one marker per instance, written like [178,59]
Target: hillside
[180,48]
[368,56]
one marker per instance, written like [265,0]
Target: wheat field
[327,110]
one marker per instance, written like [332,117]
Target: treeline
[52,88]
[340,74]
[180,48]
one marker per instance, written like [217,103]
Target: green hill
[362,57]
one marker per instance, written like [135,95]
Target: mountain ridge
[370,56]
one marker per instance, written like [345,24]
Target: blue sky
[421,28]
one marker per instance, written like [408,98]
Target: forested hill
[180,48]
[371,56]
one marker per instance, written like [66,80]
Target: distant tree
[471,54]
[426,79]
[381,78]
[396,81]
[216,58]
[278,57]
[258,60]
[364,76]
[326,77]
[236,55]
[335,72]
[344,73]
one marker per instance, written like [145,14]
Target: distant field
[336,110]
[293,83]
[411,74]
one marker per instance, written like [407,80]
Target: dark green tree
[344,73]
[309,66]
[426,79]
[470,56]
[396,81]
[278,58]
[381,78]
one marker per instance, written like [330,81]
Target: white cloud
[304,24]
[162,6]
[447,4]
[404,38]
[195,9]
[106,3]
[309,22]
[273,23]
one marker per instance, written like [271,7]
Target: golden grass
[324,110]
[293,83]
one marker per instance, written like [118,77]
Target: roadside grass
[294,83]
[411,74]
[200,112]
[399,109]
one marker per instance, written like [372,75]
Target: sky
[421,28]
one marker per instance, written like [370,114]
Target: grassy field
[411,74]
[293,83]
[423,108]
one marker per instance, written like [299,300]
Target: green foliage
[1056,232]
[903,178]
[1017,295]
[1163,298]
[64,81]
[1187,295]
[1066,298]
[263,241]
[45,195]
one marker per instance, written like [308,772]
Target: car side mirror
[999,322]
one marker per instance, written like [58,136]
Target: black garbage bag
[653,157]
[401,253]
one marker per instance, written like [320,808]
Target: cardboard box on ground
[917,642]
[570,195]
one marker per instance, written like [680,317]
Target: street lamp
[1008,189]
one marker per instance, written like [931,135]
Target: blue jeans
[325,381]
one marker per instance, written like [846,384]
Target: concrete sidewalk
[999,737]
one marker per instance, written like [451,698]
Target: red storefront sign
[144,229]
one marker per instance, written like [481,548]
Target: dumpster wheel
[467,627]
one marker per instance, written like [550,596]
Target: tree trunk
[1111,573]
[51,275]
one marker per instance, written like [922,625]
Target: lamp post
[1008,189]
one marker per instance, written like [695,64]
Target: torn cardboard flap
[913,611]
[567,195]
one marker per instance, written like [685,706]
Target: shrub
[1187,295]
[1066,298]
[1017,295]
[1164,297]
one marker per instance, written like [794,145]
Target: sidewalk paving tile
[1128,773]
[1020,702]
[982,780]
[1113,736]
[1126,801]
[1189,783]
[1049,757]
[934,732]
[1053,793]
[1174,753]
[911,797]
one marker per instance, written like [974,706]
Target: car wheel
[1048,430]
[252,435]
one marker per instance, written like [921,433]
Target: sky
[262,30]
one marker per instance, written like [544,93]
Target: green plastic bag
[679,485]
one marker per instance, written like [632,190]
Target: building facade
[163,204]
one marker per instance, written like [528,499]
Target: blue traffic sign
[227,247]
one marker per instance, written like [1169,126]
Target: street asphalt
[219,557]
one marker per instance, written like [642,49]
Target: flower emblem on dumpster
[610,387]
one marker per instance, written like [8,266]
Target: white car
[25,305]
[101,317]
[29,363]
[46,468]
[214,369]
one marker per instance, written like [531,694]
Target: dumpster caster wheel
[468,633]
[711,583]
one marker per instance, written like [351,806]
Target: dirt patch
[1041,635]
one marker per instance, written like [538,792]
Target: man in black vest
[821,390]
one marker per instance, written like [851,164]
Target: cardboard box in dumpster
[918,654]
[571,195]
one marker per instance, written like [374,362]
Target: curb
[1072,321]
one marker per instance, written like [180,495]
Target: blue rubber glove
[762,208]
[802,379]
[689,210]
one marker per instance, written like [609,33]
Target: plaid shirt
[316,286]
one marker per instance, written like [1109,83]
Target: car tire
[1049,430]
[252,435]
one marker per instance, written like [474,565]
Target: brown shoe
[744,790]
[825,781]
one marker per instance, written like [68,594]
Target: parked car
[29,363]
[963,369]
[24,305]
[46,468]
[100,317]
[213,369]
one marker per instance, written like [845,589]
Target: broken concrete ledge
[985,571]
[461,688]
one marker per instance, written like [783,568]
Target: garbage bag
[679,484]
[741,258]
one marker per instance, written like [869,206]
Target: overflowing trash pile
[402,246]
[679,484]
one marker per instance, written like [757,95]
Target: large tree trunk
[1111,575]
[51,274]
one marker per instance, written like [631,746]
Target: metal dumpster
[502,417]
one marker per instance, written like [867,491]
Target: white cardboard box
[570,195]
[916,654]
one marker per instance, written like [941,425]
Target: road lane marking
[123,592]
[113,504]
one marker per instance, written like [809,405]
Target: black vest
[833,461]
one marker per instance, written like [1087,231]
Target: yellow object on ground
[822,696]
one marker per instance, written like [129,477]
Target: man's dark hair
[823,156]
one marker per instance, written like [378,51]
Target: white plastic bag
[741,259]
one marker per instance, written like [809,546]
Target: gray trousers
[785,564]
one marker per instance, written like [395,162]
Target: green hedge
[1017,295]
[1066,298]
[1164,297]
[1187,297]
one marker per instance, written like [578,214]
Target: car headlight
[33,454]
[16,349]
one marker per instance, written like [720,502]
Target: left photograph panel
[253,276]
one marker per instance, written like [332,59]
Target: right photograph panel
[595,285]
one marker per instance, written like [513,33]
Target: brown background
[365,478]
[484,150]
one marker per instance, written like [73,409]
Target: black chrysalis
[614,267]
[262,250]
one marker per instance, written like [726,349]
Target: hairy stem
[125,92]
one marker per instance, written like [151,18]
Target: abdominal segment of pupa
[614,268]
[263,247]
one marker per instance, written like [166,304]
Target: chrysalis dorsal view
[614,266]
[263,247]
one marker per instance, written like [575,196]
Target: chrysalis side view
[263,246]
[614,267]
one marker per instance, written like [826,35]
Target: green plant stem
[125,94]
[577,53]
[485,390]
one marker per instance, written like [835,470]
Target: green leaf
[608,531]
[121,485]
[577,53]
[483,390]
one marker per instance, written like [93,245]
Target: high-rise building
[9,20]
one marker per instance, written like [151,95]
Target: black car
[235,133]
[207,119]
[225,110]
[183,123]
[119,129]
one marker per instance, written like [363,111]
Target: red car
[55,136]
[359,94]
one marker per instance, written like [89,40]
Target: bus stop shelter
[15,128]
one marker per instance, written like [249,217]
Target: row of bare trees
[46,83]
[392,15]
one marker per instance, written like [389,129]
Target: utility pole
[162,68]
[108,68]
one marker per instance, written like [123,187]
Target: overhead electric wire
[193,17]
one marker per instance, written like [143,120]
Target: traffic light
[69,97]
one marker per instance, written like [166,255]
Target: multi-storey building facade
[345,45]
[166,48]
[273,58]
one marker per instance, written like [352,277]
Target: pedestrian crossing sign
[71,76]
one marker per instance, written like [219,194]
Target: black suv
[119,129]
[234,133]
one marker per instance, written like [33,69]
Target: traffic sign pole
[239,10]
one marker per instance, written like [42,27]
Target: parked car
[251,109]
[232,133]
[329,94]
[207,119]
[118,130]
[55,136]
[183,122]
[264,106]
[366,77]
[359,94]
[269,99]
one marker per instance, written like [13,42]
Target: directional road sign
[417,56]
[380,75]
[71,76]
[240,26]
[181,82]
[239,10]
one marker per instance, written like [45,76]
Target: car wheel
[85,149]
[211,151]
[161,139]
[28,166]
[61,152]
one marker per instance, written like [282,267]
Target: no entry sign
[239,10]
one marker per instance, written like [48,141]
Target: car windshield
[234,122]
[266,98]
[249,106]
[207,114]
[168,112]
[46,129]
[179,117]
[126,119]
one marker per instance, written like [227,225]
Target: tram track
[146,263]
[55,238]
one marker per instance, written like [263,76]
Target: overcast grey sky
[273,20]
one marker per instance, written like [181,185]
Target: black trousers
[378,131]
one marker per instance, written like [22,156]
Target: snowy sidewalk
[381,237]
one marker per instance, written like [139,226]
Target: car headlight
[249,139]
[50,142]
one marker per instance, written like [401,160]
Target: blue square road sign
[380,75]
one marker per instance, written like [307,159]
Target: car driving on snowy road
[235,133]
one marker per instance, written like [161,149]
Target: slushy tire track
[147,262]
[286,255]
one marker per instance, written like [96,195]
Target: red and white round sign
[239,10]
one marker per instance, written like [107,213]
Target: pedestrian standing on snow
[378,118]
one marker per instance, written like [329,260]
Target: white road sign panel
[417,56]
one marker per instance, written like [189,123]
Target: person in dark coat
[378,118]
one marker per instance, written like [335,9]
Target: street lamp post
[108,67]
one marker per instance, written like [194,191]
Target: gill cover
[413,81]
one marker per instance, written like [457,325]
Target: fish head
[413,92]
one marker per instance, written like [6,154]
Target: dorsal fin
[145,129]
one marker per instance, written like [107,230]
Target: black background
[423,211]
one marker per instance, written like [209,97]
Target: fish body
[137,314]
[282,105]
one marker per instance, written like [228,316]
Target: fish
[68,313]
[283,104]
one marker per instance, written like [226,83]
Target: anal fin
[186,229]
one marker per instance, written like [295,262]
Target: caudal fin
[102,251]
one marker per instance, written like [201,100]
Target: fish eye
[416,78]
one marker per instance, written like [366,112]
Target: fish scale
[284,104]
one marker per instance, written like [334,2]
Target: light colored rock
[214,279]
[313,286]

TASK TO COMPLETE:
Give back exactly the lines running from the line containing "one marker per instance, written like [48,141]" through the end of the material above, both included, and nothing beyond them.

EXERCISE SOLUTION:
one marker per instance, written like [48,141]
Target: car windshield
[234,122]
[266,98]
[249,106]
[207,114]
[168,112]
[46,129]
[179,117]
[126,119]
one marker per instance, written like [227,225]
Target: tram track
[146,263]
[55,238]
one marker per instance, written like [263,76]
Target: overcast grey sky
[273,20]
one marker per instance, written like [181,185]
Target: black trousers
[378,131]
one marker per instance, written like [22,156]
Target: snowy sidewalk
[381,237]
one marker per instance, written like [139,226]
Target: car headlight
[249,139]
[50,142]
one marker per instance, written like [401,160]
Target: blue square road sign
[380,75]
one marker per instance, written like [307,159]
Target: car driving on snowy road
[235,133]
one marker per instance, written like [161,149]
Target: slushy tire track
[147,262]
[286,255]
one marker per instance, written like [96,195]
Target: red and white round sign
[239,10]
one marker per instance, written like [107,213]
Target: pedestrian standing on snow
[378,118]
one marker per instance, written like [329,260]
Target: white road sign panel
[417,56]
one marker per instance, written like [189,123]
Target: person in dark coat
[378,118]
one marker per instance, written like [335,9]
Target: street lamp post
[108,67]
one marker per instance, written like [194,191]
Target: gill cover
[413,81]
one marker per instance, written like [457,325]
Target: fish head
[413,92]
one marker per instance, written like [6,154]
Target: dorsal fin
[145,129]
one marker per instance, written like [107,230]
Target: black background
[423,211]
one marker per instance, written like [209,97]
Target: fish body
[137,314]
[282,105]
one marker per instance, written like [228,316]
Target: fish
[68,313]
[283,104]
one marker per instance, written like [226,83]
Target: anal fin
[186,229]
one marker per instance, written like [295,262]
Target: caudal fin
[102,251]
one marker per instance, written like [201,100]
Target: fish eye
[416,78]
one marker per instance, written like [366,112]
Target: fish scale
[284,104]
one marker per instance, written like [334,2]
Target: light colored rock
[214,279]
[313,286]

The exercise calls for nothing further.